## PROBLEM
Set out as a numbered list the lines from the first one through the line containing "POLYGON ((96 25, 95", leaving out any blank lines.

· · · ·

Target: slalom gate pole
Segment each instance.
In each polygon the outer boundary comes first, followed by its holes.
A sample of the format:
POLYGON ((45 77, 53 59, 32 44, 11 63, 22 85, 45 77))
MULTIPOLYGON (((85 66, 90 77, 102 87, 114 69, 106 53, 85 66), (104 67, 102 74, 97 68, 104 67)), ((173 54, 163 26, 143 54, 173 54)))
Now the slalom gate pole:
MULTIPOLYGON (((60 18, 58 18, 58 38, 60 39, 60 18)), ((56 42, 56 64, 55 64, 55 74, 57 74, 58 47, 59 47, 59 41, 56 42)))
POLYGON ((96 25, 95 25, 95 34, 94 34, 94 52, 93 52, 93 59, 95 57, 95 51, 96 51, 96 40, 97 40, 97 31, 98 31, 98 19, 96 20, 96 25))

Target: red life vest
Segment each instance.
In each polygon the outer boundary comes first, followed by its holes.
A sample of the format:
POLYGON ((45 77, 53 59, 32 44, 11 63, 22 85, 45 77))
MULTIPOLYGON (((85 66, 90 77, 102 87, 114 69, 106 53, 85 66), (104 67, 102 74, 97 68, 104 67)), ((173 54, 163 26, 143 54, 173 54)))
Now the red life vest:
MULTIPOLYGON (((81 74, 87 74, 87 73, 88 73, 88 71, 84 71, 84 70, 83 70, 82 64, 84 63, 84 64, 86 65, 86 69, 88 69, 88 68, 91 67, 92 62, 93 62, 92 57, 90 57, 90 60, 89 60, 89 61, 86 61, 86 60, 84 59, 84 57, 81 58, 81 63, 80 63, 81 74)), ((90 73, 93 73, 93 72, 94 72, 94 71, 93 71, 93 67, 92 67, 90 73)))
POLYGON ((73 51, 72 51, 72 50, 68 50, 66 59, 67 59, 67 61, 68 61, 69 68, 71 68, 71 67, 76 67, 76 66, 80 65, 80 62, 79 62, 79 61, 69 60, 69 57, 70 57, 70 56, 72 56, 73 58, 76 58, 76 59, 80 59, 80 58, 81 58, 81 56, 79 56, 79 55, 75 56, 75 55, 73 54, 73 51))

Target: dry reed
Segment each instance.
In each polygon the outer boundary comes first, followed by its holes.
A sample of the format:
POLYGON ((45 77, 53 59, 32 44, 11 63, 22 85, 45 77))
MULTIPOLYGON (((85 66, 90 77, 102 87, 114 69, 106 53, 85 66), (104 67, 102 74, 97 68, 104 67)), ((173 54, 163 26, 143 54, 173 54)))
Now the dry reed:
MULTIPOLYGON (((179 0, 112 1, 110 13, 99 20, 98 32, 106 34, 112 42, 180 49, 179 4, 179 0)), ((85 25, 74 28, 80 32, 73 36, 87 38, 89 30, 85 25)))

· · · ·

## TASK ANSWER
1. Target: slalom gate pole
2. Segment each instance.
3. In each polygon the outer boundary comes first, followed by its holes.
4. A sample of the format:
5. POLYGON ((45 77, 53 59, 32 44, 11 63, 22 85, 45 77))
6. MULTIPOLYGON (((85 66, 90 77, 102 87, 114 69, 106 53, 85 66), (104 67, 102 74, 97 68, 104 67)), ((173 54, 163 26, 143 54, 173 54)))
7. Now the slalom gate pole:
8. MULTIPOLYGON (((60 18, 58 18, 58 38, 60 39, 60 18)), ((56 42, 56 64, 55 64, 55 74, 57 74, 58 47, 59 47, 59 41, 56 42)))
9. POLYGON ((96 25, 95 25, 95 34, 94 34, 94 52, 93 52, 93 59, 95 57, 95 51, 96 51, 96 40, 97 40, 97 31, 98 31, 98 19, 96 20, 96 25))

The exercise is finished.